**To do:**
In the kernel patch discussion below, what is CRIU said to stand for?

Re: [PATCH v3] pid_ns: Introduce ioctl to set vector of ns_last_pid's on ns hierarhy

ebiederm@xxxxxxxxxxxx (Eric W. Biederman) · Thu, 27 Apr 2017 11:07:23 -0500

Kirill Tkhai <ktkhai@xxxxxxxxxxxxx> writes:

> On 27.04.2017 18:15, Eric W. Biederman wrote:
>> Kirill Tkhai <ktkhai@xxxxxxxxxxxxx> writes:
>> 
>>> On implementing of nested pid namespaces support in CRIU
>>> (checkpoint-restore in userspace tool) we run into
>>> the situation, that it's impossible to create a task with
>>> specific NSpid effectively. After commit 49f4d8b93ccf
>>> "pidns: Capture the user namespace and filter ns_last_pid"
>>> it is impossible to set ns_last_pid on any pid namespace,
>>> except task's active pid_ns (before the commit it was possible
>>> to write to pid_ns_for_children). Thus, if a restored task
>>> in a container has more than one pid_ns levels, the restorer
>>> code must have a task helper for every pid namespace
>>> of the task's pid_ns hierarhy.
>>>
>>> This is a big problem, because of communication with
>>> a helper for every pid_ns in the hierarchy is not cheap.
>>> It's not performance-good as it implies many helpers wakeups
>>> to create a single task (independently, how you communicate
>>> with the helpers). This patch tries to decide the problem.
>> 
>> I see the problem and we definitely need to do something.

**Stored data:**
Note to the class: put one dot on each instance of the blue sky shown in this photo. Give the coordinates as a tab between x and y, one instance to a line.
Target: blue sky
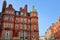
48	11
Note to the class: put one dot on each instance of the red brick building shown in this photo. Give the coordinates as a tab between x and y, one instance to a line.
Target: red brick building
19	25
56	30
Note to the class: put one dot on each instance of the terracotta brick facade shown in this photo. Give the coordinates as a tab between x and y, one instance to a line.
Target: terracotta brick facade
18	25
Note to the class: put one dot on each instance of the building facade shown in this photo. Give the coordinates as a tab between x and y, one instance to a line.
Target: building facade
48	34
56	30
18	25
42	38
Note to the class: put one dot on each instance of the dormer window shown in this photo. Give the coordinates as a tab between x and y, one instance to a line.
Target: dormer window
23	14
16	26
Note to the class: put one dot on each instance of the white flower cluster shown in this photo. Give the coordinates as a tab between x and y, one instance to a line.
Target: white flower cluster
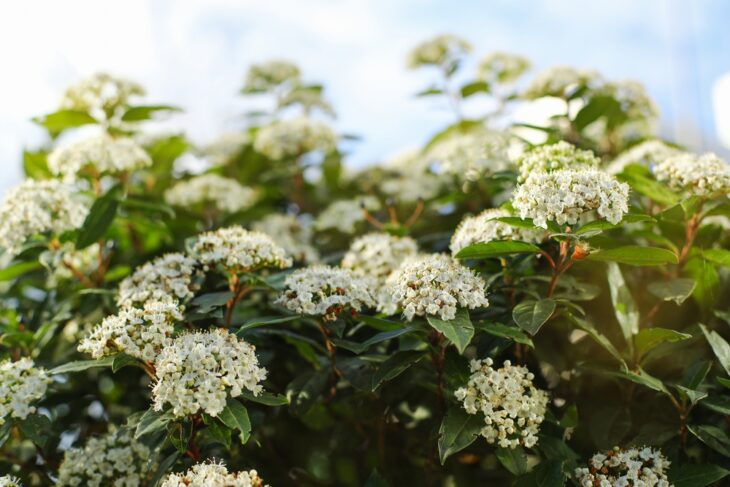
554	157
441	51
270	74
211	190
436	284
648	153
703	175
376	255
568	196
198	371
559	81
9	481
38	207
502	67
326	291
141	333
624	468
213	475
294	137
483	228
291	233
240	250
469	156
21	384
115	459
512	406
100	93
170	275
344	215
103	153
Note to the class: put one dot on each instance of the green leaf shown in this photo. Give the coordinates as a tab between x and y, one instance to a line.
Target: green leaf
100	217
648	338
473	88
61	120
460	330
694	475
713	437
359	348
18	269
531	315
513	459
509	332
145	112
458	430
37	428
717	256
235	416
635	255
624	306
266	398
396	365
719	346
265	320
80	365
152	421
677	290
497	248
648	186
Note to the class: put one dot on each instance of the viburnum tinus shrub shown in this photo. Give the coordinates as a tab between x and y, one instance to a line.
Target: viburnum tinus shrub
479	311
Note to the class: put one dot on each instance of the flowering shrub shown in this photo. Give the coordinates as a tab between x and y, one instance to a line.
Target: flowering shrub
478	311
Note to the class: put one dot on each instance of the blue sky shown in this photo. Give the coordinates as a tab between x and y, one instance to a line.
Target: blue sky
194	54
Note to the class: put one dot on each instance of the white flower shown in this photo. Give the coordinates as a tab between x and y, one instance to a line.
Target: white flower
649	154
9	481
213	475
291	233
100	93
706	175
472	155
293	138
502	67
141	333
559	81
483	228
344	215
199	371
442	50
436	285
21	384
549	158
643	466
271	74
568	196
512	406
170	275
38	207
325	291
376	255
101	154
240	250
211	190
115	459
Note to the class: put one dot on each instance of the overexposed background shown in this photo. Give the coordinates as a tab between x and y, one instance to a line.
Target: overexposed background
194	54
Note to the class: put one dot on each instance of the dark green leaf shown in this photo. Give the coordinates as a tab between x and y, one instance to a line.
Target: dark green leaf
235	416
395	365
531	315
497	248
635	255
459	331
458	430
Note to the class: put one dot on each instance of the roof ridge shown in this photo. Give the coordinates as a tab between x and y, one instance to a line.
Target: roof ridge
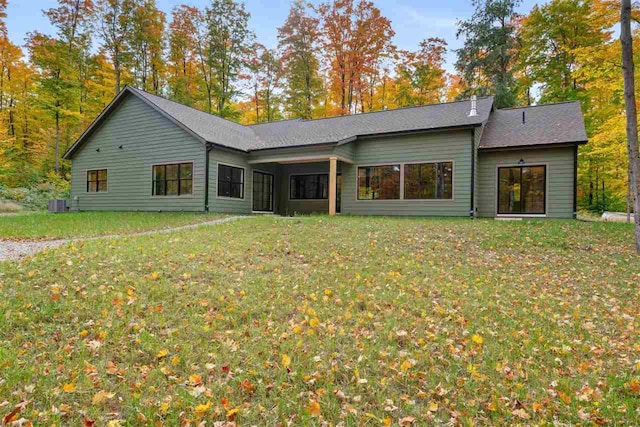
540	105
249	126
392	109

**Correct result:**
Checkpoint-restore in userspace tool.